| EXERCISE GOAL |
Which lines in the records below contain the word "lamp"? Copy each of those lines in full.

Source records:
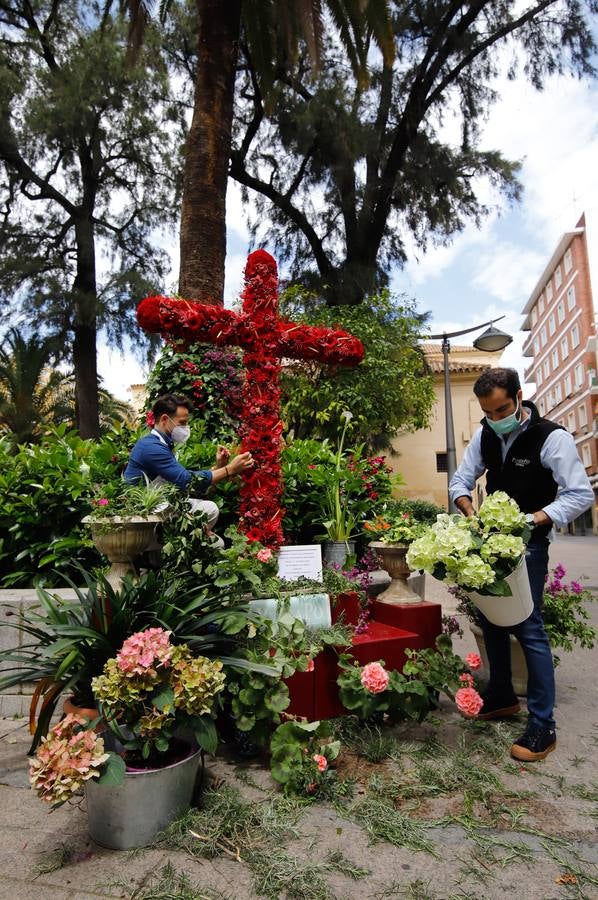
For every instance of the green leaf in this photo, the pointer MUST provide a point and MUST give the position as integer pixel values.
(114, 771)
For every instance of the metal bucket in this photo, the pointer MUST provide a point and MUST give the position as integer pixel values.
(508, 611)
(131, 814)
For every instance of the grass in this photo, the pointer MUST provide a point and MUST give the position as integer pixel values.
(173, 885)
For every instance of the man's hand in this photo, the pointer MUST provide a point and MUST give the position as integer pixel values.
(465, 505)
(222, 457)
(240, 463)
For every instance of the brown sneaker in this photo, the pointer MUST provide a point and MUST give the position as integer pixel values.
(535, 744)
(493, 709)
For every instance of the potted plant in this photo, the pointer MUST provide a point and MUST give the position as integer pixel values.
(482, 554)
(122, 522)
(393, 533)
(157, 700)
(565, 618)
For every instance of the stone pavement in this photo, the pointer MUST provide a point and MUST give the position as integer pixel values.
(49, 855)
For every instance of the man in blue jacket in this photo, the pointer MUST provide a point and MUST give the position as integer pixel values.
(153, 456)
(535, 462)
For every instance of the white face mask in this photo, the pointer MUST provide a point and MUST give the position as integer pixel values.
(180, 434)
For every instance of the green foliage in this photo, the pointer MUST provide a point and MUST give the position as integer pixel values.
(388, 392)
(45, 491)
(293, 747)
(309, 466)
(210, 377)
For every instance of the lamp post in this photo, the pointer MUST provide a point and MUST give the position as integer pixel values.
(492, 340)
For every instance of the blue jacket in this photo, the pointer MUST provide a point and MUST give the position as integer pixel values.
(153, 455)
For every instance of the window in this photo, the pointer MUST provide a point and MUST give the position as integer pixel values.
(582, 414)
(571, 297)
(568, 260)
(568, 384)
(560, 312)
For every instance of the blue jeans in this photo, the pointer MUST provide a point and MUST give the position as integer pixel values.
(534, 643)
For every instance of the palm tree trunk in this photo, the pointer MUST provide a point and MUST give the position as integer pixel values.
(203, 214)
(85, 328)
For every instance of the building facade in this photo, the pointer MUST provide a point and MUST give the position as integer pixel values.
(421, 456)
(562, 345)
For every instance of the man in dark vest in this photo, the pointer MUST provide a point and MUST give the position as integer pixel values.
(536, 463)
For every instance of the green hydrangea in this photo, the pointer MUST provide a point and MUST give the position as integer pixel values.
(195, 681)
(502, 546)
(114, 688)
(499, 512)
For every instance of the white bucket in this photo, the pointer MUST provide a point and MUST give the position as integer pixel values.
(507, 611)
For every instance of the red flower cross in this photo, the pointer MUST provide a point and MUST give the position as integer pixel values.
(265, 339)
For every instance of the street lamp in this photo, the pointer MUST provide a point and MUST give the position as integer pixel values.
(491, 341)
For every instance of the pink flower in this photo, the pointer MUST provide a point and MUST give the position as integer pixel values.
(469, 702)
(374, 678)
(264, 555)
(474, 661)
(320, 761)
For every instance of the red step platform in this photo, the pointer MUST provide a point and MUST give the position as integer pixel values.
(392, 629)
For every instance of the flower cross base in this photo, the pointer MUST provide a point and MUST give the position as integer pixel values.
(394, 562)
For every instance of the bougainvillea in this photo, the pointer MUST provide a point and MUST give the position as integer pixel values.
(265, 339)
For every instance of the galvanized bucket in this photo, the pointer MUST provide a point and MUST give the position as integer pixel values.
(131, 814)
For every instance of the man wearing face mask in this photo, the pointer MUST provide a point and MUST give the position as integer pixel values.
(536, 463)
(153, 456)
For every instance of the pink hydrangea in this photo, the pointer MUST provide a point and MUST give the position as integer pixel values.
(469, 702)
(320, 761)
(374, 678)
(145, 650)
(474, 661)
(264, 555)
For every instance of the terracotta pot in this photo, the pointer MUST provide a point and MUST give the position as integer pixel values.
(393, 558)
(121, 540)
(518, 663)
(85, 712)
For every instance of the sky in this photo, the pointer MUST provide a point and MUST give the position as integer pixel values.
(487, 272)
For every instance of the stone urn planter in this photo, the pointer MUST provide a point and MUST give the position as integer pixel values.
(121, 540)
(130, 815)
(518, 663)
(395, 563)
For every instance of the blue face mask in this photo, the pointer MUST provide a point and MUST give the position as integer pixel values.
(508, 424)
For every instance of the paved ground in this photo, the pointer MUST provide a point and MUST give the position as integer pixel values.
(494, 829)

==

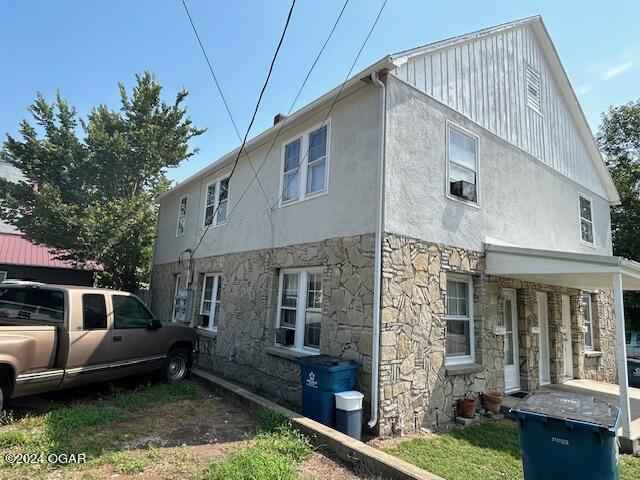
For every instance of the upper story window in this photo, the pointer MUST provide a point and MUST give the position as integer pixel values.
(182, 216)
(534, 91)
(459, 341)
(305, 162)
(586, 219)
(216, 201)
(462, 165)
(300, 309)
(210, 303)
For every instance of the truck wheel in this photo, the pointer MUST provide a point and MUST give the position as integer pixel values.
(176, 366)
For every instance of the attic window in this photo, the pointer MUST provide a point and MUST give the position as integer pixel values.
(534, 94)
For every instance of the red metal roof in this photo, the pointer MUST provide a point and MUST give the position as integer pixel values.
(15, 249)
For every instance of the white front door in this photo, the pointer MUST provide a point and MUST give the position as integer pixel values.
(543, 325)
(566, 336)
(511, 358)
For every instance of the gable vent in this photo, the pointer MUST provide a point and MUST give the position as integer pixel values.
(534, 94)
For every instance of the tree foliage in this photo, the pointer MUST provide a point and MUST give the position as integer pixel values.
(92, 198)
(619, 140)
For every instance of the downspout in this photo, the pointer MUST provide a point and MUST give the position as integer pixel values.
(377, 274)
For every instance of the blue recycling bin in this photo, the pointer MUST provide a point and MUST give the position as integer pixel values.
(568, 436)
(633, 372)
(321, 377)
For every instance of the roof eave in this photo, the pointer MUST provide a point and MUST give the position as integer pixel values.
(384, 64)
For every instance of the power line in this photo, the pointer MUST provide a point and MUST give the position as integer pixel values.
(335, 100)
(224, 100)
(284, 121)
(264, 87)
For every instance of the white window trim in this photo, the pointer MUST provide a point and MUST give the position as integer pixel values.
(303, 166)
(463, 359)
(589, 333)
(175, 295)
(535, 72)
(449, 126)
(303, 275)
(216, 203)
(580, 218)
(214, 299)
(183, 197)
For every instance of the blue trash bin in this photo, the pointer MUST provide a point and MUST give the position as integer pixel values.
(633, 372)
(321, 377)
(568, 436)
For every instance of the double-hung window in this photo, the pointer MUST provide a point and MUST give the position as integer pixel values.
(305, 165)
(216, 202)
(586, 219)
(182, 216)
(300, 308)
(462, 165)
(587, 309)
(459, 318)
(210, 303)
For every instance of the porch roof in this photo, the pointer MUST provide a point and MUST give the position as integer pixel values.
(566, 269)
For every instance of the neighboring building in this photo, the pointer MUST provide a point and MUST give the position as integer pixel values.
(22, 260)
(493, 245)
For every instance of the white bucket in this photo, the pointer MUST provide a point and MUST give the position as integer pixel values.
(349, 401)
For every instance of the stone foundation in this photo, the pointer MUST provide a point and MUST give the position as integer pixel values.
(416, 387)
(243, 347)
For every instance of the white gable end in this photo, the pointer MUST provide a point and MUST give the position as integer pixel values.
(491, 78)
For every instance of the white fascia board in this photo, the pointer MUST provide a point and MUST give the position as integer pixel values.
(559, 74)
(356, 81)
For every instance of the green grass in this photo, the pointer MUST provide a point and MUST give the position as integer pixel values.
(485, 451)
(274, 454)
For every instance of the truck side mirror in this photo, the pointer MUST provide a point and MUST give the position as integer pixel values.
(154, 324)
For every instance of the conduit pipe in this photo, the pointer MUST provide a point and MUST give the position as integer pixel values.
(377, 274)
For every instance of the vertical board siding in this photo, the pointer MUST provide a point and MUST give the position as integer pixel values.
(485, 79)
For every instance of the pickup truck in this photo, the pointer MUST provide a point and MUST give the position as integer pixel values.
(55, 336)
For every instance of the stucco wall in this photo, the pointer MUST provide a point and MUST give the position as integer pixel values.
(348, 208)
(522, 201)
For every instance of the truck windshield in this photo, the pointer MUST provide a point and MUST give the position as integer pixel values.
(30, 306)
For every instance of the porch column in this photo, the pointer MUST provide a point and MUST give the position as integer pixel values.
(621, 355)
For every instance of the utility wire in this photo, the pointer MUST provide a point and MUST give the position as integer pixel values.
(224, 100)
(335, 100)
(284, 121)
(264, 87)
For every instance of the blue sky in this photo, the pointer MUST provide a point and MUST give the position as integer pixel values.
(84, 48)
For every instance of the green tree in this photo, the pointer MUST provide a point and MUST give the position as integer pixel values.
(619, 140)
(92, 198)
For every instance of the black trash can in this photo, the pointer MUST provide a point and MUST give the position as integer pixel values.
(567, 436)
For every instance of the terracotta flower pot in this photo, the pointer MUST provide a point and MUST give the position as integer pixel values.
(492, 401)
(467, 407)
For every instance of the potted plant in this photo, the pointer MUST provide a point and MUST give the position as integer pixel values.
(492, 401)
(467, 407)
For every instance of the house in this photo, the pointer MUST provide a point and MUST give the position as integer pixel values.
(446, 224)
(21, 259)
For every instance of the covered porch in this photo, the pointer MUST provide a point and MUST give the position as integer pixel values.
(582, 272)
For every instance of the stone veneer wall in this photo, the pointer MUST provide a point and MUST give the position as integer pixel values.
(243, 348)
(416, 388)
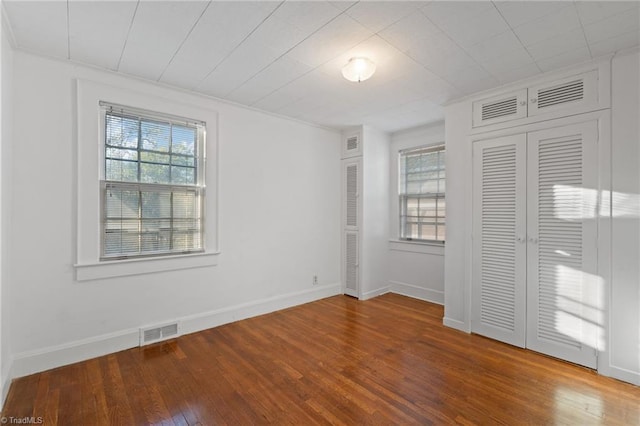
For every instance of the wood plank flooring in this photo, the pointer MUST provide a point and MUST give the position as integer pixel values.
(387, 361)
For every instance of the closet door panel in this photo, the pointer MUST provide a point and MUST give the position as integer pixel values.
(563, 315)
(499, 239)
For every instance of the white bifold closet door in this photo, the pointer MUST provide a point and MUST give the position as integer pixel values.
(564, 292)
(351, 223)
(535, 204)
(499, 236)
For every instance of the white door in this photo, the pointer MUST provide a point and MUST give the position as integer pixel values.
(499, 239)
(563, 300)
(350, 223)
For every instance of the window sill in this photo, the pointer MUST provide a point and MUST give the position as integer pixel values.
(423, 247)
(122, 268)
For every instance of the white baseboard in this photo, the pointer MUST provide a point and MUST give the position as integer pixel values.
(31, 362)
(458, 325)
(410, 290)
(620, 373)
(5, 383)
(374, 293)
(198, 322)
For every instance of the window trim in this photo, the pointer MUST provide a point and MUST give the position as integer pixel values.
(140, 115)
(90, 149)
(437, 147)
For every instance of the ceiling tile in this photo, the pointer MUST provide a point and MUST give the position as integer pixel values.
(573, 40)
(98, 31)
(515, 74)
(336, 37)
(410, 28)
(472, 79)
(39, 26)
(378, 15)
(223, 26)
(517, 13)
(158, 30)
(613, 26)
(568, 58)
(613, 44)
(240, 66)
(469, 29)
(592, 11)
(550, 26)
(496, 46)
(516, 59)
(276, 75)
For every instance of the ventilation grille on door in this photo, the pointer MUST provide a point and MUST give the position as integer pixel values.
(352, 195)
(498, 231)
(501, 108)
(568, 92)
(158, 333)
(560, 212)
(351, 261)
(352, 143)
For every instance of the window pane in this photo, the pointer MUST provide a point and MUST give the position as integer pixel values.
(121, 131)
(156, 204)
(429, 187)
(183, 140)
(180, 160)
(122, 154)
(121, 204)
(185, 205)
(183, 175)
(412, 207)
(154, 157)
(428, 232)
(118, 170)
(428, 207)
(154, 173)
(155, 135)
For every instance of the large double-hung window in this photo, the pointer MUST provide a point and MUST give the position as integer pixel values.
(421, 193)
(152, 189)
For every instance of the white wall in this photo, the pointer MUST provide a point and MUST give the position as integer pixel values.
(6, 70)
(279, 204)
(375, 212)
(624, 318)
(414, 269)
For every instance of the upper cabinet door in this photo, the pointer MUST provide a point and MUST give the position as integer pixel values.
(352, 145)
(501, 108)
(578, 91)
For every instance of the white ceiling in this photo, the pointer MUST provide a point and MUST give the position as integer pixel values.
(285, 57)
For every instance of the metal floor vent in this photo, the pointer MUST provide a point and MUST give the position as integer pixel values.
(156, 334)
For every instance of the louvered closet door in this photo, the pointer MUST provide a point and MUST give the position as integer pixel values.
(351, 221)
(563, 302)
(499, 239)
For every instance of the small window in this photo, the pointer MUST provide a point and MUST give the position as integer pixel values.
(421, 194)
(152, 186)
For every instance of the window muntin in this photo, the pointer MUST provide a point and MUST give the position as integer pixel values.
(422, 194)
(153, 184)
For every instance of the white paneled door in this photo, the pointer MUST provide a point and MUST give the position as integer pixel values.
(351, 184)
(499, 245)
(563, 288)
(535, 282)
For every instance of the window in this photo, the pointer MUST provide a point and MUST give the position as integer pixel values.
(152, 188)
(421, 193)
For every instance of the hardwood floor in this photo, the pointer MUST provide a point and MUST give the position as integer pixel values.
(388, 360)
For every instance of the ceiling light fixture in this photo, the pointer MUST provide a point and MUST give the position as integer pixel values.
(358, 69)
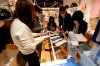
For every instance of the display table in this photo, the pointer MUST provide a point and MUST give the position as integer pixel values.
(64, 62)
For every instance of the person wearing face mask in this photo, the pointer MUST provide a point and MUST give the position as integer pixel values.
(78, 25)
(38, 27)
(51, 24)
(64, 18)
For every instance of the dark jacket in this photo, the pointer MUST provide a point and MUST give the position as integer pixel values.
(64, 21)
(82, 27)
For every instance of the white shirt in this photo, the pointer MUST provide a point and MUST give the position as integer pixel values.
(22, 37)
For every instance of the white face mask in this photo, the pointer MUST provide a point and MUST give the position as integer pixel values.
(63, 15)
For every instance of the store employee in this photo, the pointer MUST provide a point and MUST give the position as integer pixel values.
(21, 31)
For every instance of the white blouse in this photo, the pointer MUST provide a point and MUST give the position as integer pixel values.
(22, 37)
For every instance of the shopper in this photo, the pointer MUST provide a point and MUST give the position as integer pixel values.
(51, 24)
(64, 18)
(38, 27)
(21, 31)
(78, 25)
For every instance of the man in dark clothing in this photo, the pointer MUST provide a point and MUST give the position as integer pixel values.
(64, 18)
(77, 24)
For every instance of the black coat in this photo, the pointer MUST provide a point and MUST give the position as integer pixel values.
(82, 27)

| FINISHED TASK |
For every instance of the lamp post in this photo, the pointer MUST provide a point and MUST give the position as integer pixel values.
For every instance of the street lamp in this photo, the pointer MUST provide a point and MUST give the position as integer pixel values.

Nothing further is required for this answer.